*练习说明*
把下面清单中的所有行改写成带编号的列表，空行不要保留。

*记录数据*
((
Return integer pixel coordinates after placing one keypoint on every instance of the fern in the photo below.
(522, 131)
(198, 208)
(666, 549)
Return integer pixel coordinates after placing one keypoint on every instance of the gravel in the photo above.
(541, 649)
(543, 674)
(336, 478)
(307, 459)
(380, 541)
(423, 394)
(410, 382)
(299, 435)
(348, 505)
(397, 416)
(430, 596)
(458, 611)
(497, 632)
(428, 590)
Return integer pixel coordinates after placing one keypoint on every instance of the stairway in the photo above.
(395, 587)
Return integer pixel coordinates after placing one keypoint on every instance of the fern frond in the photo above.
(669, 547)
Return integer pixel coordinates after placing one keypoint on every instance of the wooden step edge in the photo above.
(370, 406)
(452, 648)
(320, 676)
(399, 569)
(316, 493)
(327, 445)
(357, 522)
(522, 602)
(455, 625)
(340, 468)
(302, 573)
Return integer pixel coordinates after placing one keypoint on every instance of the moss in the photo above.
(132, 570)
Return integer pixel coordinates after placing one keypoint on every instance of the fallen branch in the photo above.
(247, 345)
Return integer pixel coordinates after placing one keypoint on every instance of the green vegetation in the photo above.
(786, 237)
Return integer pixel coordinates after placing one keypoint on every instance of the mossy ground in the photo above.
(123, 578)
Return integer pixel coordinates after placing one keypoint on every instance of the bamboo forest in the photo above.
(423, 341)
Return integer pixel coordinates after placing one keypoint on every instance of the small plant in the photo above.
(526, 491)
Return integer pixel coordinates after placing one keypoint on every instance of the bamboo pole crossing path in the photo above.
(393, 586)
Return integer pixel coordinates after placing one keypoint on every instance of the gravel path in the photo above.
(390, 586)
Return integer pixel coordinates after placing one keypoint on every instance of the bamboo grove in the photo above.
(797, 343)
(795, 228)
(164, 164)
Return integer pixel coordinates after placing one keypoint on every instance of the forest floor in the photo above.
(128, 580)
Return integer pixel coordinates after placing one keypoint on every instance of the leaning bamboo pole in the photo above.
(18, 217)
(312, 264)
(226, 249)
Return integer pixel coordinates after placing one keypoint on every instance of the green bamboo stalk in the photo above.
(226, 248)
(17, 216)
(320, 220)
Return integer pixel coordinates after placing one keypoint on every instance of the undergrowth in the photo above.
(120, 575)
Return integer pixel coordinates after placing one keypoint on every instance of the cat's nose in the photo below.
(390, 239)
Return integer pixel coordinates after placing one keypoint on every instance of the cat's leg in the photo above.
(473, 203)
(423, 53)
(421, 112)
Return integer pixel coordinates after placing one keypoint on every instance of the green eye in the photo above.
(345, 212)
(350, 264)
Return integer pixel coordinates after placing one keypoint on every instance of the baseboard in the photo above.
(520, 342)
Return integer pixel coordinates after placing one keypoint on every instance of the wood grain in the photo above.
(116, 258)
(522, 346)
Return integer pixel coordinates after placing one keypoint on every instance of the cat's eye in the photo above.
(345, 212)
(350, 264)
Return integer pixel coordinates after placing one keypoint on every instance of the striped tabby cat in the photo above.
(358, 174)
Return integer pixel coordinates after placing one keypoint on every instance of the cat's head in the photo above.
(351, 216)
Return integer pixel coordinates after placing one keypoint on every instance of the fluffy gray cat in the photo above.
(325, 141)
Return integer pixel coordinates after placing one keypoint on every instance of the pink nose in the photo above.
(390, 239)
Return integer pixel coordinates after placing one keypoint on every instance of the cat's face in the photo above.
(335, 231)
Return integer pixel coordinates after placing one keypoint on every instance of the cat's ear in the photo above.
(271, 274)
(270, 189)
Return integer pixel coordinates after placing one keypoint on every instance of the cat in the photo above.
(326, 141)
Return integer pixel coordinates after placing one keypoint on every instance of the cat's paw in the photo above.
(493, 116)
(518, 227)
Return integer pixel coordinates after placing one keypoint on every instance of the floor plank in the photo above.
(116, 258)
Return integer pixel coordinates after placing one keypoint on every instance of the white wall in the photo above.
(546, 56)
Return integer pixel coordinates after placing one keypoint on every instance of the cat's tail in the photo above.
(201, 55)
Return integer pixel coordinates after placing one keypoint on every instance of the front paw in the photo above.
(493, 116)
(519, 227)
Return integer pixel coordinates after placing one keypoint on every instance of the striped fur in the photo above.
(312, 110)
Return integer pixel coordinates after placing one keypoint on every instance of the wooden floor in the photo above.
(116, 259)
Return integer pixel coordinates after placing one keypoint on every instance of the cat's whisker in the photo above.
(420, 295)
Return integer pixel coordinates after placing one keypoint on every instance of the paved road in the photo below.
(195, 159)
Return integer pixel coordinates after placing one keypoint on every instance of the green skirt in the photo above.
))
*本题作答*
1. Return integer pixel coordinates after placing one keypoint on every instance of the fern in the photo below.
2. (522, 131)
3. (198, 208)
4. (666, 549)
5. Return integer pixel coordinates after placing one keypoint on every instance of the gravel in the photo above.
6. (541, 649)
7. (543, 674)
8. (336, 478)
9. (307, 459)
10. (380, 541)
11. (423, 394)
12. (410, 382)
13. (299, 435)
14. (348, 505)
15. (397, 416)
16. (430, 596)
17. (458, 611)
18. (497, 632)
19. (428, 590)
20. Return integer pixel coordinates after placing one keypoint on every instance of the stairway in the photo above.
21. (395, 587)
22. Return integer pixel coordinates after placing one keypoint on every instance of the fern frond in the photo above.
23. (669, 547)
24. Return integer pixel coordinates after placing one keypoint on every instance of the wooden step edge in the photo above.
25. (370, 406)
26. (452, 648)
27. (320, 676)
28. (399, 569)
29. (316, 493)
30. (327, 445)
31. (357, 522)
32. (522, 602)
33. (455, 625)
34. (340, 468)
35. (302, 573)
36. Return integer pixel coordinates after placing one keypoint on every instance of the moss in the photo above.
37. (132, 570)
38. Return integer pixel coordinates after placing one keypoint on every instance of the fallen branch in the photo above.
39. (247, 345)
40. Return integer pixel coordinates after placing one keypoint on every instance of the green vegetation in the photo above.
41. (786, 237)
42. Return integer pixel coordinates after placing one keypoint on every instance of the mossy ground in the photo above.
43. (123, 578)
44. Return integer pixel coordinates after placing one keypoint on every instance of the bamboo forest in the photo above.
45. (423, 341)
46. Return integer pixel coordinates after placing one keypoint on every instance of the small plant in the photo above.
47. (526, 491)
48. Return integer pixel coordinates after placing one keypoint on every instance of the bamboo pole crossing path in the photo above.
49. (393, 586)
50. Return integer pixel coordinates after placing one keypoint on every instance of the gravel path in the photo above.
51. (390, 586)
52. Return integer pixel coordinates after placing one keypoint on every instance of the bamboo grove in the photo above.
53. (797, 343)
54. (795, 228)
55. (164, 164)
56. Return integer pixel coordinates after placing one keypoint on every instance of the forest floor in the photo above.
57. (128, 580)
58. Return integer pixel coordinates after placing one keypoint on every instance of the leaning bamboo pole in the photo above.
59. (18, 217)
60. (312, 264)
61. (226, 249)
62. Return integer pixel coordinates after placing one keypoint on every instance of the green bamboo stalk in the photo above.
63. (226, 248)
64. (17, 216)
65. (320, 220)
66. Return integer pixel coordinates after placing one keypoint on every instance of the undergrowth in the photo above.
67. (120, 575)
68. Return integer pixel coordinates after placing one keypoint on every instance of the cat's nose in the photo below.
69. (390, 239)
70. Return integer pixel coordinates after placing one keypoint on every instance of the cat's leg in the photo above.
71. (473, 203)
72. (423, 53)
73. (421, 112)
74. Return integer pixel coordinates after placing one keypoint on every instance of the green eye in the photo above.
75. (345, 212)
76. (350, 264)
77. Return integer pixel coordinates after placing one keypoint on every instance of the baseboard in the photo above.
78. (520, 342)
79. Return integer pixel coordinates after placing one keypoint on every instance of the wood grain in the photo above.
80. (116, 258)
81. (522, 346)
82. Return integer pixel coordinates after placing one keypoint on every instance of the cat's eye in the photo above.
83. (345, 212)
84. (350, 264)
85. Return integer pixel coordinates after placing one keypoint on every instance of the striped tabby cat in the photo above.
86. (358, 174)
87. Return integer pixel coordinates after placing one keypoint on every instance of the cat's head in the photo above.
88. (351, 216)
89. Return integer pixel coordinates after placing one keypoint on every instance of the fluffy gray cat in the photo above.
90. (325, 141)
91. Return integer pixel coordinates after placing one keypoint on every instance of the pink nose in the photo above.
92. (390, 239)
93. Return integer pixel coordinates after placing one keypoint on every instance of the cat's face in the photo above.
94. (335, 231)
95. Return integer pixel coordinates after placing one keypoint on every instance of the cat's ear in the photo above.
96. (271, 274)
97. (270, 189)
98. Return integer pixel coordinates after placing one keypoint on every instance of the cat in the photo above.
99. (326, 141)
100. Return integer pixel coordinates after placing one keypoint on every instance of the cat's paw in the photo above.
101. (493, 116)
102. (518, 227)
103. Return integer pixel coordinates after placing one keypoint on every instance of the floor plank in the photo above.
104. (116, 258)
105. Return integer pixel coordinates after placing one keypoint on every instance of the white wall in the photo above.
106. (546, 56)
107. Return integer pixel coordinates after placing one keypoint on every instance of the cat's tail in the photo above.
108. (201, 55)
109. Return integer pixel coordinates after placing one keypoint on every instance of the front paw in the photo above.
110. (493, 116)
111. (519, 227)
112. Return integer pixel coordinates after placing one keypoint on every instance of the striped fur in the photo above.
113. (312, 110)
114. Return integer pixel coordinates after placing one keypoint on every instance of the wooden floor in the photo above.
115. (116, 259)
116. Return integer pixel coordinates after placing one keypoint on every instance of the cat's whisker in the photo above.
117. (420, 295)
118. Return integer pixel coordinates after placing one keypoint on every instance of the paved road in the photo below.
119. (195, 159)
120. Return integer pixel coordinates after placing one keypoint on every instance of the green skirt in the photo above.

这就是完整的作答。